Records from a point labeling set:

::::

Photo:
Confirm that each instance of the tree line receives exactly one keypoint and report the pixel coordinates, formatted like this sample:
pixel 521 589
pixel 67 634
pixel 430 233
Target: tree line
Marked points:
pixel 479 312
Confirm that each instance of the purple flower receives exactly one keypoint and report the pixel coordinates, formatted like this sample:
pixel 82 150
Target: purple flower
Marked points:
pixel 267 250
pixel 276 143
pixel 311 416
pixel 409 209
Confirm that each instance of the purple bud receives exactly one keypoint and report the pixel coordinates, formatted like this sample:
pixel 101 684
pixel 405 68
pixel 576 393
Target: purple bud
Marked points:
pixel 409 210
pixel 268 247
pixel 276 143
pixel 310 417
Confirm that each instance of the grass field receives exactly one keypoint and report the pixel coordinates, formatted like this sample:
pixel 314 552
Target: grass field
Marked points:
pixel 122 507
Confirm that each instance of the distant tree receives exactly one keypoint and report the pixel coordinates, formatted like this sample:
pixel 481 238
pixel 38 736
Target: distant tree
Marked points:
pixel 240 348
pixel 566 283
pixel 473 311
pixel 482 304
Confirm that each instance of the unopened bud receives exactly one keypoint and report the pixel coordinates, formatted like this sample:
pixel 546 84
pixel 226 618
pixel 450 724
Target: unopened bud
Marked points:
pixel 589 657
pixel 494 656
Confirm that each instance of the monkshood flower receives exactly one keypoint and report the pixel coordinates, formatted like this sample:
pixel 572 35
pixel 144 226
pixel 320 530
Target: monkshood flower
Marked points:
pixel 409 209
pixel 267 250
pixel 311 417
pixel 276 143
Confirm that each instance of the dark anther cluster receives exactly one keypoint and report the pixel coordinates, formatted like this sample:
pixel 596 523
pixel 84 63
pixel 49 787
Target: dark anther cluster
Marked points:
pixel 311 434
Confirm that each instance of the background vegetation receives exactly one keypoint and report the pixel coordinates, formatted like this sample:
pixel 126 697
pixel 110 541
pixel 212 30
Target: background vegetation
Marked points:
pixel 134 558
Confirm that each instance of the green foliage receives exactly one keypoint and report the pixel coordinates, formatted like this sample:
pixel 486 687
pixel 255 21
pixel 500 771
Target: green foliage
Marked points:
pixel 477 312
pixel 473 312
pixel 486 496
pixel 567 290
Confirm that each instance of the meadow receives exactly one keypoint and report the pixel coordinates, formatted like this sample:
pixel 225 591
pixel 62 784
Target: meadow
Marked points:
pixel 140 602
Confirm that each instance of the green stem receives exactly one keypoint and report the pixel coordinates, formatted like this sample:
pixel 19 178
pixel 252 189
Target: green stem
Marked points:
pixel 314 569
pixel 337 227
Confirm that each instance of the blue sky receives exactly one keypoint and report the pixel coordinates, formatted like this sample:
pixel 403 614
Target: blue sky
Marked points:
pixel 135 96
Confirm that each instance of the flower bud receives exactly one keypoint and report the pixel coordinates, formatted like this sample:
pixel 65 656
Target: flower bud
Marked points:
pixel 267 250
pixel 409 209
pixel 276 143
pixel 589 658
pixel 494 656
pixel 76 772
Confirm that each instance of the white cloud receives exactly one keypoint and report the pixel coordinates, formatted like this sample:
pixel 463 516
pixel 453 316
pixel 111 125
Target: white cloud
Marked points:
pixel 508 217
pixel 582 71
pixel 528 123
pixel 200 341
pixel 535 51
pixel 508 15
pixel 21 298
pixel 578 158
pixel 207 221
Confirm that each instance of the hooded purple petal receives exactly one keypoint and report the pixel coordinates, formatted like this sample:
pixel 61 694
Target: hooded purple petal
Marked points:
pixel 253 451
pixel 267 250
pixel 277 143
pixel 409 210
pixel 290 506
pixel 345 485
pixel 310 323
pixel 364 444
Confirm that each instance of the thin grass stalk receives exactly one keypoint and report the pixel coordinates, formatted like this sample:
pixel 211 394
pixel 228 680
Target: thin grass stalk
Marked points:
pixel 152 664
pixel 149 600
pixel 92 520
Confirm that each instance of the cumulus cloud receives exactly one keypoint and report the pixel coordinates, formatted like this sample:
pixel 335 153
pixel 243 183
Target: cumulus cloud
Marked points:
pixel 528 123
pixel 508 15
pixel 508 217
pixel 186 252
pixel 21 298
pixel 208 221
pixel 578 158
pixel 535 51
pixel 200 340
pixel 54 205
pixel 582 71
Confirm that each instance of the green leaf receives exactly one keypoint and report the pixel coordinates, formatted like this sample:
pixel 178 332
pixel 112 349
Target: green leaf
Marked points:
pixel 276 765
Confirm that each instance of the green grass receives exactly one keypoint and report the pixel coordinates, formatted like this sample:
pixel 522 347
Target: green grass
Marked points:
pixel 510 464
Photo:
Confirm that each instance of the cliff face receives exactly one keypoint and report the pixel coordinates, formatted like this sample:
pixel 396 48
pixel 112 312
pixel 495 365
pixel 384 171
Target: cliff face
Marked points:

::::

### To do
Convert every one of the entries above into a JSON list of strings, with each line as its own string and any blank lines omitted.

### Result below
[
  "Photo:",
  "Confirm that each instance of the tree line receives exactly one keypoint and report the pixel coordinates, formatted like this sample:",
  "pixel 521 589",
  "pixel 67 634",
  "pixel 430 233",
  "Target: tree line",
  "Marked points:",
  "pixel 479 312",
  "Confirm that each instance of the purple flower receives exactly one keypoint and report the pixel coordinates, formatted like this sample:",
  "pixel 82 150",
  "Target: purple flower",
  "Marked points:",
  "pixel 267 250",
  "pixel 276 143",
  "pixel 311 416",
  "pixel 409 209",
  "Confirm that each instance of the purple bud receives exactly one keypoint and report the pixel coordinates, formatted like this sample:",
  "pixel 101 684",
  "pixel 405 68",
  "pixel 576 393",
  "Target: purple bud",
  "Marked points:",
  "pixel 409 210",
  "pixel 268 247",
  "pixel 276 143",
  "pixel 310 417",
  "Confirm that each instance of the grass field receives exactly one keypoint and report the pixel coordinates, formatted like this sample:",
  "pixel 314 552",
  "Target: grass field",
  "Marked points:",
  "pixel 122 507",
  "Confirm that each instance of the distant tree receives exactly one keypoint and report the pixel coordinates, formatted like this sample:",
  "pixel 481 238",
  "pixel 38 736",
  "Target: distant tree",
  "Marked points:",
  "pixel 240 348",
  "pixel 566 283",
  "pixel 473 311",
  "pixel 482 304",
  "Confirm that each instance of the unopened bud receives exactly one keypoint and report the pixel coordinates, formatted like this sample:",
  "pixel 546 84",
  "pixel 226 618",
  "pixel 450 724",
  "Target: unopened bud",
  "Marked points:",
  "pixel 589 657",
  "pixel 494 656",
  "Confirm that each instance of the monkshood flower receives exactly one keypoint and report the pixel coordinates, formatted like this sample:",
  "pixel 572 35",
  "pixel 144 226",
  "pixel 320 530",
  "Target: monkshood flower",
  "Marked points:",
  "pixel 409 209",
  "pixel 267 250",
  "pixel 311 417",
  "pixel 276 143",
  "Confirm that each instance of the dark anther cluster receives exactly one keypoint and report the pixel coordinates, formatted like this sample:",
  "pixel 596 523",
  "pixel 84 63",
  "pixel 49 787",
  "Target: dark anther cluster",
  "Marked points:",
  "pixel 311 434",
  "Confirm that each instance of the background vegetation receives exactly one keypoint and report the pixel coordinates, formatted like this sample:",
  "pixel 126 697",
  "pixel 110 541",
  "pixel 212 30",
  "Target: background vegetation",
  "Marked points:",
  "pixel 134 558",
  "Confirm that each instance of the green foliage receives exactly one keypoint and report the pixel coordinates, formatted like this sample:",
  "pixel 486 687",
  "pixel 255 21",
  "pixel 500 771",
  "Target: green foliage",
  "Marked points:",
  "pixel 477 312",
  "pixel 473 312",
  "pixel 486 496",
  "pixel 567 290",
  "Confirm that each instance of the meadow receives exactly one keypoint and report the pixel coordinates, formatted like this sample:",
  "pixel 225 591",
  "pixel 62 784",
  "Target: meadow",
  "Marked points:",
  "pixel 140 602",
  "Confirm that each instance of the green stem receives exactly one keypoint and report the pixel coordinates, formatted like this sample:",
  "pixel 19 178",
  "pixel 252 189",
  "Target: green stem",
  "Marked points:",
  "pixel 314 569",
  "pixel 337 227",
  "Confirm that each instance of the blue sky receives exactly one keypoint and report the pixel coordinates, formatted like this sample:",
  "pixel 403 614",
  "Target: blue sky",
  "Marked points:",
  "pixel 135 96",
  "Confirm that each instance of the flower bud receives exactly one keypoint and report the pixel coordinates, formatted like this sample:",
  "pixel 65 656",
  "Target: flower bud",
  "Marked points:",
  "pixel 267 250",
  "pixel 409 209",
  "pixel 276 143",
  "pixel 589 658",
  "pixel 494 656",
  "pixel 76 772",
  "Confirm that each instance of the white cloud receives exactly one keypoint and report the pixel coordinates, formatted like this sample:",
  "pixel 463 516",
  "pixel 453 316",
  "pixel 111 125",
  "Target: white cloud",
  "Marked points:",
  "pixel 508 217",
  "pixel 582 71",
  "pixel 528 123",
  "pixel 200 341",
  "pixel 535 51",
  "pixel 508 15",
  "pixel 21 298",
  "pixel 578 158",
  "pixel 207 221",
  "Confirm that each instance of the hooded purple petal receives exactly one keypoint and report the pixel coordinates, formatted like this sample:",
  "pixel 61 694",
  "Target: hooded purple petal",
  "Marked points:",
  "pixel 253 451",
  "pixel 267 250",
  "pixel 277 143",
  "pixel 409 210",
  "pixel 290 506",
  "pixel 345 485",
  "pixel 310 323",
  "pixel 364 444",
  "Confirm that each instance of the thin grass stalk receives exactly one keypoint and report the pixel coordinates, formatted like this sample:",
  "pixel 211 394",
  "pixel 228 680",
  "Target: thin grass stalk",
  "Marked points:",
  "pixel 152 664",
  "pixel 149 600",
  "pixel 92 520",
  "Confirm that each instance of the cumulus cloud receives exactly one keypoint and report the pixel coordinates, formatted like this sample:",
  "pixel 335 153",
  "pixel 243 183",
  "Target: cumulus cloud",
  "Marked points:",
  "pixel 528 123",
  "pixel 508 15",
  "pixel 508 217",
  "pixel 186 252",
  "pixel 21 298",
  "pixel 208 221",
  "pixel 578 158",
  "pixel 535 51",
  "pixel 200 340",
  "pixel 54 205",
  "pixel 582 71",
  "Confirm that each instance of the green leaf receives exactly one keypoint and report the pixel coordinates, formatted like this sample:",
  "pixel 178 332",
  "pixel 112 349",
  "Target: green leaf",
  "Marked points:",
  "pixel 276 765",
  "Confirm that each instance of the green grass receives exactly one keypoint and report the pixel coordinates, formatted like this sample:",
  "pixel 522 347",
  "Target: green grass",
  "Marked points:",
  "pixel 510 464",
  "Photo:",
  "Confirm that each instance of the cliff face receives exactly one keypoint and report the pixel coordinates, formatted like this sample:",
  "pixel 396 48",
  "pixel 112 312",
  "pixel 495 365",
  "pixel 384 171",
  "Target: cliff face",
  "Marked points:"
]